== Gekozen passage ==
----------

Deuteronomium 18:13
Oprecht zult gij zijn met den HEERE, uw God.
Genesis 6:9
Dit zijn de geboorten van Noach. Noach was een rechtvaardig, oprecht man in zijn geslachten. Noach wandelde met God.
Genesis 17:1
Als nu Abram negen en negentig jaren oud was, zo verscheen de HEERE aan Abram, en zeide tot hem: Ik ben God, de Almachtige! Wandel voor Mijn aangezicht, en zijt oprecht!
Mattheüs 5:48
Weest dan gijlieden volmaakt, gelijk uw Vader, Die in de hemelen is, volmaakt is.
Job 1:1
Er was een man in het land Uz, zijn naam was Job; en dezelve man was oprecht, en vroom, en godvrezende, en wijkende van het kwaad.
Job 1:8
En de HEERE zeide tot den satan: Hebt gij ook acht geslagen op Mijn knecht Job? Want niemand is op de aarde gelijk hij, een man oprecht en vroom, godvrezende en wijkende van het kwaad.

----------

(Gegevens voor het koppelen van objecten aan natuurlijke taal)
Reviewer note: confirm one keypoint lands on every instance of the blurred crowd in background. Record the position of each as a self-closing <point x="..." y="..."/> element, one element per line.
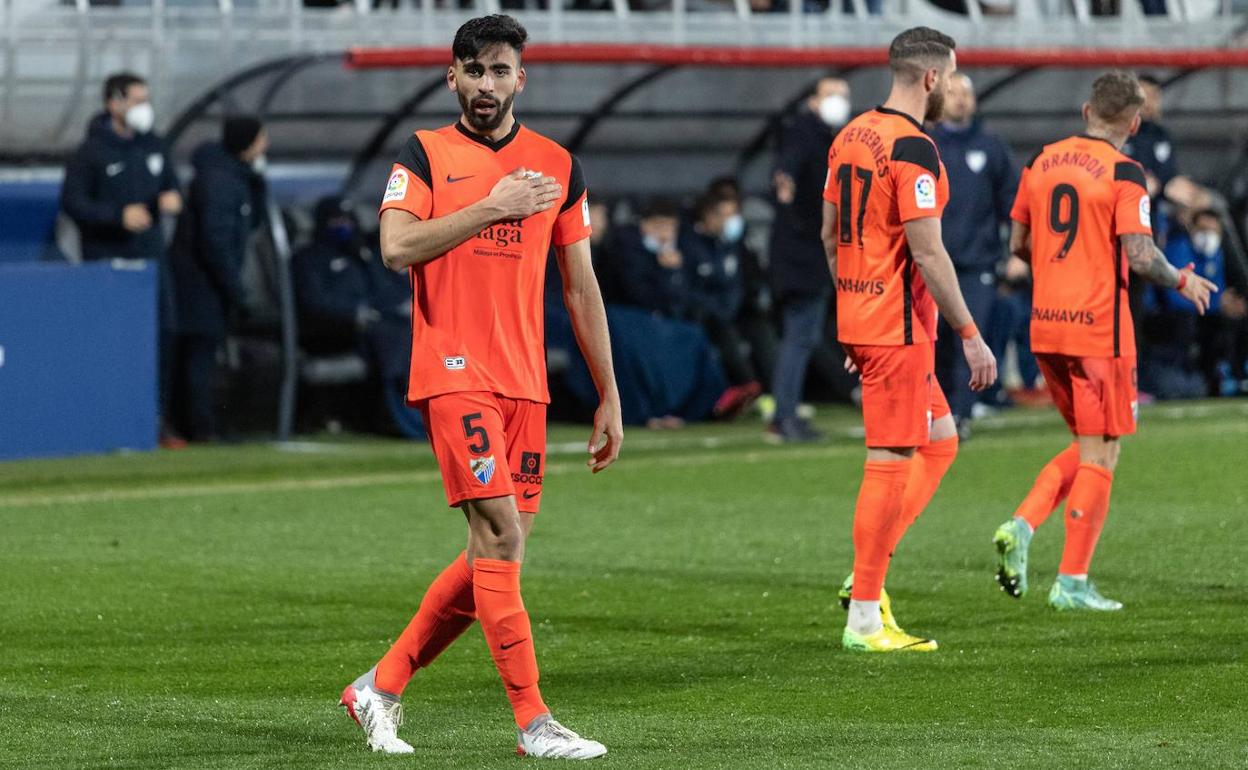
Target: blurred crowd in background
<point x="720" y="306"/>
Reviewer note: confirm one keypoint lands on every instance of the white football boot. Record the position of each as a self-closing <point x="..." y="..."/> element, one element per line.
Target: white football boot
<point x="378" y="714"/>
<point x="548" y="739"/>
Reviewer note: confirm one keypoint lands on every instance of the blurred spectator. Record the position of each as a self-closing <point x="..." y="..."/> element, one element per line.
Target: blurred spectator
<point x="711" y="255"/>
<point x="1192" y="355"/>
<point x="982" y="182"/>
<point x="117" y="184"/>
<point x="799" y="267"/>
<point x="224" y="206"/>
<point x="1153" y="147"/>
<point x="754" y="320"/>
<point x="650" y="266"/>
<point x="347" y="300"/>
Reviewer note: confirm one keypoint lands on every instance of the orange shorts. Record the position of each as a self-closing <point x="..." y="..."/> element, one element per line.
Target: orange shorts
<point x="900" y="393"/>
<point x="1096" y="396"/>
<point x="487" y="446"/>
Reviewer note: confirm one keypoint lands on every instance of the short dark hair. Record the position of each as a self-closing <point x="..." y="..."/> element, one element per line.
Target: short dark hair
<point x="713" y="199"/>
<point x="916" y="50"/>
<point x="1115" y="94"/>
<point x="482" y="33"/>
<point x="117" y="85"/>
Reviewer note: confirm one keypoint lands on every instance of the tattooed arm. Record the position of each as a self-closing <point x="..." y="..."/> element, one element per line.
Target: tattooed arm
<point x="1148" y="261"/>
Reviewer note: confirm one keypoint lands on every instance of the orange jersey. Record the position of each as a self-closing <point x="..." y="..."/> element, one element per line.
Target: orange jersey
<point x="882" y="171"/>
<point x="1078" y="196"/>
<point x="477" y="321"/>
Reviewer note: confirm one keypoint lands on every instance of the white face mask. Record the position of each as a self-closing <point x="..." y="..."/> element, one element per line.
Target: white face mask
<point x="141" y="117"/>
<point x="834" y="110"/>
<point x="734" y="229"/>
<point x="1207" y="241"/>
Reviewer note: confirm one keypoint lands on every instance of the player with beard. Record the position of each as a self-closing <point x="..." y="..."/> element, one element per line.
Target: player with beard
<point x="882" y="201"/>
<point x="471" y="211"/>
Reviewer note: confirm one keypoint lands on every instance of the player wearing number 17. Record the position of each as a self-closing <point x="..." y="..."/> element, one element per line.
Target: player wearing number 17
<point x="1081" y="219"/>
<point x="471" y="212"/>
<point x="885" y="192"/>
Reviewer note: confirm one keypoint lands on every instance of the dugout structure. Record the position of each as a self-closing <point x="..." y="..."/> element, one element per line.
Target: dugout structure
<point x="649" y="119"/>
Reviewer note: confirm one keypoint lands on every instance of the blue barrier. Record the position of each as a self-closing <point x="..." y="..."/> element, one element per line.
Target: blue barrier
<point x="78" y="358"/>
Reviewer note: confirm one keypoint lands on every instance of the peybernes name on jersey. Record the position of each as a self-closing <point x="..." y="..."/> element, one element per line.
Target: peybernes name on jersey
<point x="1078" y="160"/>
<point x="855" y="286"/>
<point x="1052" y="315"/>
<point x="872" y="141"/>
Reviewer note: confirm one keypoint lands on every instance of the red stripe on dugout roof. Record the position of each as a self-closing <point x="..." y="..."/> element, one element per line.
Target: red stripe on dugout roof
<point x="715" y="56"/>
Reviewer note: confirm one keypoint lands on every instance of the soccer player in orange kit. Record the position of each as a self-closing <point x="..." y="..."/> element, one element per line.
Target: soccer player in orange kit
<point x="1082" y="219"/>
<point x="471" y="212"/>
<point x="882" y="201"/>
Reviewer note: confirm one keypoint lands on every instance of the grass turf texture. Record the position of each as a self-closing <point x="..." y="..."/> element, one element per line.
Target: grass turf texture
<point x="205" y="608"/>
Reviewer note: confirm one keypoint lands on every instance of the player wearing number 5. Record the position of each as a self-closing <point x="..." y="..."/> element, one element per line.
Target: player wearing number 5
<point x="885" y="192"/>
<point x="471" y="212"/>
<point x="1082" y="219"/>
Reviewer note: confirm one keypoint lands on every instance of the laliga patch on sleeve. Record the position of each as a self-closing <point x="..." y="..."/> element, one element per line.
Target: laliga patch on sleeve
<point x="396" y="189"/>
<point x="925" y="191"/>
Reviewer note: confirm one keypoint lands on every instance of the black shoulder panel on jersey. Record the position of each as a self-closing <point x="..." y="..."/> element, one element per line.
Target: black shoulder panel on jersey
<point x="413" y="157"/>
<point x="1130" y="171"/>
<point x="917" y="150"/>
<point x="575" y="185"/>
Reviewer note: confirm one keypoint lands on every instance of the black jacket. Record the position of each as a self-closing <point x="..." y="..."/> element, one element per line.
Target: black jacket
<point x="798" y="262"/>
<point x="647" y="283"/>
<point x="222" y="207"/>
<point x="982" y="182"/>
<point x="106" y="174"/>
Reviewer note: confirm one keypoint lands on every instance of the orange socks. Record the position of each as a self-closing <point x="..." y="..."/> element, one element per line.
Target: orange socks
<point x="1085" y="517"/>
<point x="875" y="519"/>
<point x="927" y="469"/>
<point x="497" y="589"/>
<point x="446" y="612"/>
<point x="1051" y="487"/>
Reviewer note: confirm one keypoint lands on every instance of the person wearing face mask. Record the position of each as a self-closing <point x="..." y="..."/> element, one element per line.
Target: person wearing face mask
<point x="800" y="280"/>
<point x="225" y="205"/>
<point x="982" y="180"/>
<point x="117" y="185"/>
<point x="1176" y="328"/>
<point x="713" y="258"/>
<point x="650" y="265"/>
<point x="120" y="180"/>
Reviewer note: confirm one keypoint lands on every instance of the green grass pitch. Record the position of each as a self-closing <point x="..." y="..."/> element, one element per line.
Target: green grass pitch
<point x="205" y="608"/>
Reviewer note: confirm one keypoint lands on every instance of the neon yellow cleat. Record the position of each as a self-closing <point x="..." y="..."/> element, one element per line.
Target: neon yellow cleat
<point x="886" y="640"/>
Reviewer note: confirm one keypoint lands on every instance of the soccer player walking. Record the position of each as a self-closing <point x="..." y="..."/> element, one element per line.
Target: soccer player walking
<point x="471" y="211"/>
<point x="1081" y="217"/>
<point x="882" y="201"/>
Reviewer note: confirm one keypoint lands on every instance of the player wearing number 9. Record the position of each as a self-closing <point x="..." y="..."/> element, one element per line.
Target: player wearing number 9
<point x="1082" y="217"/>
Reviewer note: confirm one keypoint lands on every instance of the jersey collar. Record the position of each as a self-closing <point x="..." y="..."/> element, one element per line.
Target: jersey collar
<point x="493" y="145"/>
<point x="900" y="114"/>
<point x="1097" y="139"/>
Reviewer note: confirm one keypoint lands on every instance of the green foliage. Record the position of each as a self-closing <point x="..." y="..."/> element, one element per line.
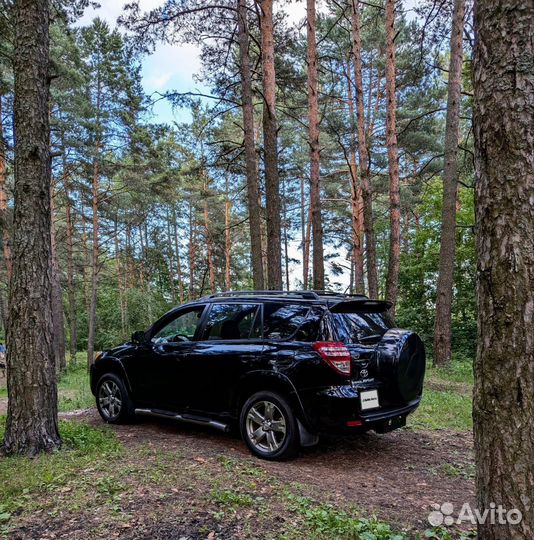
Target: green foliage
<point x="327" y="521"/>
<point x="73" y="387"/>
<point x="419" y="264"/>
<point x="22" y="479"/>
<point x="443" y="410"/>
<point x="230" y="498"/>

----------

== Opdrachteisen ==
Zet de reeks bijbelverzen over oprechtheid alstublieft voort na Job 1:8. De records spelen hierbij geen enkele rol.

== Antwoord ==
Psalmen 37:37
Schin. Let op den vrome, en zie naar den oprechte; want het einde van dien man zal vrede zijn.
Filippenzen 3:12
Niet dat ik het alrede gekregen heb, of alrede volmaakt ben; maar ik jaag er naar, of ik het ook grijpen mocht, waartoe ik van Christus Jezus ook gegrepen ben.
Filippenzen 3:15
Zovelen dan als wij volmaakt zijn, laat ons dit gevoelen; en indien gij iets anderszins gevoelt, ook dat zal u God openbaren.
Openbaring 3:2
Zijt wakende, en versterk het overige, dat sterven zou; want Ik heb uw werken niet vol gevonden voor God.